Exercise requirements
Produce a copy of every line in the records that holds the string "front".

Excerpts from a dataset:
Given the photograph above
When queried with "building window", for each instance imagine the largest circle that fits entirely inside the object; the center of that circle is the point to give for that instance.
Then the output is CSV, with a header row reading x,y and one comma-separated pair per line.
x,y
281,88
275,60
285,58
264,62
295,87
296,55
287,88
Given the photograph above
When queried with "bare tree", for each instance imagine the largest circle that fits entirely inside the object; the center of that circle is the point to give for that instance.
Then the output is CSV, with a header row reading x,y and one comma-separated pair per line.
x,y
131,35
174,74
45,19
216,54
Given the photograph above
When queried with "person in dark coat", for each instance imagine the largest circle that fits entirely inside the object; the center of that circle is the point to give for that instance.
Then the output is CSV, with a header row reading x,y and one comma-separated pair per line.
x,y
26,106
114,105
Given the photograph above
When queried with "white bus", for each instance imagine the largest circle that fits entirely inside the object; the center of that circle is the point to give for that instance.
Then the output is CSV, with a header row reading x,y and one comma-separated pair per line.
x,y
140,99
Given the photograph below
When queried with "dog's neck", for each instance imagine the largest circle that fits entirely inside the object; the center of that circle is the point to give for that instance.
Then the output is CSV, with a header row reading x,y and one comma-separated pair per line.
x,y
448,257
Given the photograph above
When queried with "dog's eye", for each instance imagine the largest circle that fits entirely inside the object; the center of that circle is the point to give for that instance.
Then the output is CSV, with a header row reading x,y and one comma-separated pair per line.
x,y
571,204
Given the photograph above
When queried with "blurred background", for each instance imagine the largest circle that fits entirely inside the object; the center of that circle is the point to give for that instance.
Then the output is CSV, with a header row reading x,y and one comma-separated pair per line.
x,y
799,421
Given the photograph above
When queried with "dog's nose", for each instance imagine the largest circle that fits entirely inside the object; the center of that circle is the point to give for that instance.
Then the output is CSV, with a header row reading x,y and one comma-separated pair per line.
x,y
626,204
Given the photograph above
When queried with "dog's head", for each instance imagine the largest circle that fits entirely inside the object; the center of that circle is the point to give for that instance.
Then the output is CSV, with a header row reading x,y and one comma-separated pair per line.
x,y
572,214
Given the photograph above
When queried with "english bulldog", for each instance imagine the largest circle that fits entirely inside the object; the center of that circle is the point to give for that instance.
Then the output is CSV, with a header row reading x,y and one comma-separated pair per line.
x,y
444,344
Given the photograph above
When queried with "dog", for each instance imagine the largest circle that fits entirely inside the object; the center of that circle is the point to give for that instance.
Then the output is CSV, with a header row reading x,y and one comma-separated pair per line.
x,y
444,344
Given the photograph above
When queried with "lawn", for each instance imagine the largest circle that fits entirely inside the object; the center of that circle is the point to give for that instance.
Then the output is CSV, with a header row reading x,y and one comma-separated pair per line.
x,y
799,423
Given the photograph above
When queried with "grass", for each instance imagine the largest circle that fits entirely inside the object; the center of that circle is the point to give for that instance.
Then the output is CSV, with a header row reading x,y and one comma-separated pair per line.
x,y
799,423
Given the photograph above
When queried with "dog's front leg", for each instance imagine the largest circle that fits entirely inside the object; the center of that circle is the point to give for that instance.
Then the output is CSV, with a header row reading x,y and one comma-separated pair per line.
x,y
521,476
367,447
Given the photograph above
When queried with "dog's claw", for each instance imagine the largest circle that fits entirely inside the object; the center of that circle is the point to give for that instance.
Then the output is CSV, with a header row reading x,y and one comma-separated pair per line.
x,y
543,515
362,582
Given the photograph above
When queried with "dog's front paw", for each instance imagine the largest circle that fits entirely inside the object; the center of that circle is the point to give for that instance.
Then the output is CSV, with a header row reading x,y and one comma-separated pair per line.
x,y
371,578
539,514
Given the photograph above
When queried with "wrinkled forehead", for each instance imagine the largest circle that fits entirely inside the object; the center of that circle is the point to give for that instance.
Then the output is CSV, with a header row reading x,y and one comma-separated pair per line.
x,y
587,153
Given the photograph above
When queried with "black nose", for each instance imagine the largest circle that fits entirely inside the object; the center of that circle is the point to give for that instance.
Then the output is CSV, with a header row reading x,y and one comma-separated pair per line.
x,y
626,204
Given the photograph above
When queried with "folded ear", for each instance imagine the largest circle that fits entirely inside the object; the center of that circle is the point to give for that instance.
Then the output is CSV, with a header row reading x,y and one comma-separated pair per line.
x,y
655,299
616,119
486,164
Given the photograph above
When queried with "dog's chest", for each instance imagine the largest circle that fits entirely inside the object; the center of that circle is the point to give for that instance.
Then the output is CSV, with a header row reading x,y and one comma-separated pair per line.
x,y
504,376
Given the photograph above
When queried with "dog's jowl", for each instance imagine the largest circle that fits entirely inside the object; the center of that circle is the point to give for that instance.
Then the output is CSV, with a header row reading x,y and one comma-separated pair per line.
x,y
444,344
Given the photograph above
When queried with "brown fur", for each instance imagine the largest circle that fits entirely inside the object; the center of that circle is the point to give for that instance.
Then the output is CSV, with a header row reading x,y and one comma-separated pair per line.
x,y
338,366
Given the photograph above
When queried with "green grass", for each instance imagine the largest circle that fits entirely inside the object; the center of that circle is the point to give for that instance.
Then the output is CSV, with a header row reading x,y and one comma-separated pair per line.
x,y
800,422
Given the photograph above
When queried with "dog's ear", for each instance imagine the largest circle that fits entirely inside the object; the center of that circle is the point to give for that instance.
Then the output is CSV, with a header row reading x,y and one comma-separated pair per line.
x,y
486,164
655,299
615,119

Answer section
When queried with "dog's front leg", for each instance imagine the largest circle that fits entirely inside the object; the center of that circle is the point to give for that instance.
When queried with "dog's front paw", for each instance imagine the largest circle that fits entirely inside the object; the center of that circle is the point to give for that instance.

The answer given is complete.